Rewrite the records from the line containing "of the dark" through the end of the records, requests included. Shift every coordinate in the answers by -37.

■ DATA FOR THIS TASK
================================

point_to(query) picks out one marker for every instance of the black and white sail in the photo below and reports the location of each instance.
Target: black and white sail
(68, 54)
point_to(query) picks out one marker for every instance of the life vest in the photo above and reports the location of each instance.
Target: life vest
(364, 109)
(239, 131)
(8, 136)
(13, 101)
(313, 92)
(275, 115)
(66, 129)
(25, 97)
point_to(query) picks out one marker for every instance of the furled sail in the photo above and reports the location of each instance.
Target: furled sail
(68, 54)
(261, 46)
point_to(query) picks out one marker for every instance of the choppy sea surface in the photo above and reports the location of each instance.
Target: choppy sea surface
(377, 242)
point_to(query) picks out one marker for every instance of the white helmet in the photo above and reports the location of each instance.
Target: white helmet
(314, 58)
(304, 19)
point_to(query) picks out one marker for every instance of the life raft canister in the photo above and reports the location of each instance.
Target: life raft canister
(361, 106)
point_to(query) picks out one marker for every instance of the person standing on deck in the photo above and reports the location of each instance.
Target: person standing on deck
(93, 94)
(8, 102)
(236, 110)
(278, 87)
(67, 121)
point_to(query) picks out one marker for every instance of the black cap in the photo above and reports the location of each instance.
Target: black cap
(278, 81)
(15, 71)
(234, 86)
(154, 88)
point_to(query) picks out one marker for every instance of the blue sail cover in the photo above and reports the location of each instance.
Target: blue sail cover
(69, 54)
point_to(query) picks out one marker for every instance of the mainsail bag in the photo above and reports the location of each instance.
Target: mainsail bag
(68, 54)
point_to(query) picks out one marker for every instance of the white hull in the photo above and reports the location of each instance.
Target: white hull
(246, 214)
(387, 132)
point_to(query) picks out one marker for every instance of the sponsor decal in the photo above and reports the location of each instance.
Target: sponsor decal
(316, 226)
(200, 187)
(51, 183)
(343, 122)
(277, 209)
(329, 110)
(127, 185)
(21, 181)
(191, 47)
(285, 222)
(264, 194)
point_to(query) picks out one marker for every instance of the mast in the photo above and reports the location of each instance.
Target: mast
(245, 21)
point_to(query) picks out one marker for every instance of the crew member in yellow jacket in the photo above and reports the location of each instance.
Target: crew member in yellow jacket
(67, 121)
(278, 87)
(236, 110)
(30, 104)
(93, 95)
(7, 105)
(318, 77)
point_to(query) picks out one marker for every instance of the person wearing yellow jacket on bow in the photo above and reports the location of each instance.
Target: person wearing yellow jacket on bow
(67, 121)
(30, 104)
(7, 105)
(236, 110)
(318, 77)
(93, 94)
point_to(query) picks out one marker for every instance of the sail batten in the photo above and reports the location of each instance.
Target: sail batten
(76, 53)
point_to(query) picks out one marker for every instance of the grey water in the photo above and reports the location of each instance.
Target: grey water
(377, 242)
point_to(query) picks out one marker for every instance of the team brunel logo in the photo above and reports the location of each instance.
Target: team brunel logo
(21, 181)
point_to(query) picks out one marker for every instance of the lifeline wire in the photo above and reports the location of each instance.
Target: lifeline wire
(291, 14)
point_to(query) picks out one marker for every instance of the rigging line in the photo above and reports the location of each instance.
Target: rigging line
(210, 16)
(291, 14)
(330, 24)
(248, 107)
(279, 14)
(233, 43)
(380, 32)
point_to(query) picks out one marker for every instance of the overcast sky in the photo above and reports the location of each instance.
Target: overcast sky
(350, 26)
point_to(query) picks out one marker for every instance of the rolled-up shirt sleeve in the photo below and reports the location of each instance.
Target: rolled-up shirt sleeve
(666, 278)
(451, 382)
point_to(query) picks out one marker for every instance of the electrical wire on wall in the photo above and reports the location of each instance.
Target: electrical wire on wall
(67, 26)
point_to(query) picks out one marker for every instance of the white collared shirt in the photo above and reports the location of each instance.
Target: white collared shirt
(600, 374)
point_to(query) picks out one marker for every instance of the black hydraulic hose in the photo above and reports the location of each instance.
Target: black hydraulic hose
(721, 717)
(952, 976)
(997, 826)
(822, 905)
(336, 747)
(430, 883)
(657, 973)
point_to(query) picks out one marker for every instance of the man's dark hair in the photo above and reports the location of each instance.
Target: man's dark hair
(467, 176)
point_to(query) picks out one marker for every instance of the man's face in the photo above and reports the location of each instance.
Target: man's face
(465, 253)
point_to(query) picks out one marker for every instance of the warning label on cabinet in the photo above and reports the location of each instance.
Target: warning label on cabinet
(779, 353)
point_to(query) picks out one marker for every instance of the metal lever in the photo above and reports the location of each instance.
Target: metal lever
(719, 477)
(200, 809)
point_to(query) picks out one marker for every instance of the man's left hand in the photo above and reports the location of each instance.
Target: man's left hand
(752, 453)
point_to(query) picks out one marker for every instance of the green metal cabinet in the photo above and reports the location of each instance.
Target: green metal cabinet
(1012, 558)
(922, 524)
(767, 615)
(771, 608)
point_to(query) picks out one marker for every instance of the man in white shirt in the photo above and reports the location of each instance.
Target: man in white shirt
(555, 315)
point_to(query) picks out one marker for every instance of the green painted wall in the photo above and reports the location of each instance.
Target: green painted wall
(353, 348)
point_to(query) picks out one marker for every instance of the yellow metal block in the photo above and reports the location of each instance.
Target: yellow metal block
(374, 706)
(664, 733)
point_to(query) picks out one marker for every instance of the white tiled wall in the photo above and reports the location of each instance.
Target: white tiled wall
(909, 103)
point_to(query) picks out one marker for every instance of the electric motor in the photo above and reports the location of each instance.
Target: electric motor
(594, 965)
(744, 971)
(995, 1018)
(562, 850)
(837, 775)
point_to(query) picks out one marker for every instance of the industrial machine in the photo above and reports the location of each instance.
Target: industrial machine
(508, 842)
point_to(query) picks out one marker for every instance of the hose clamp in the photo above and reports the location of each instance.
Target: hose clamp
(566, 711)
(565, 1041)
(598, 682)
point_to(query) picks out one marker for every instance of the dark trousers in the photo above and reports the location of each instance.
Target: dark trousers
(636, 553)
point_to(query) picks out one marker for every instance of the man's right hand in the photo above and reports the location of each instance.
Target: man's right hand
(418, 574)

================================

■ EXERCISE RESULT
point_to(query) picks out one marker for every instance of the dark trousers in the photo above and reports the location of each instance.
Target: dark trousers
(599, 516)
point_to(query) picks out one marker for every instance of the man's right hand in the photo above and reports the location of each instance.
Target: man's right hand
(381, 537)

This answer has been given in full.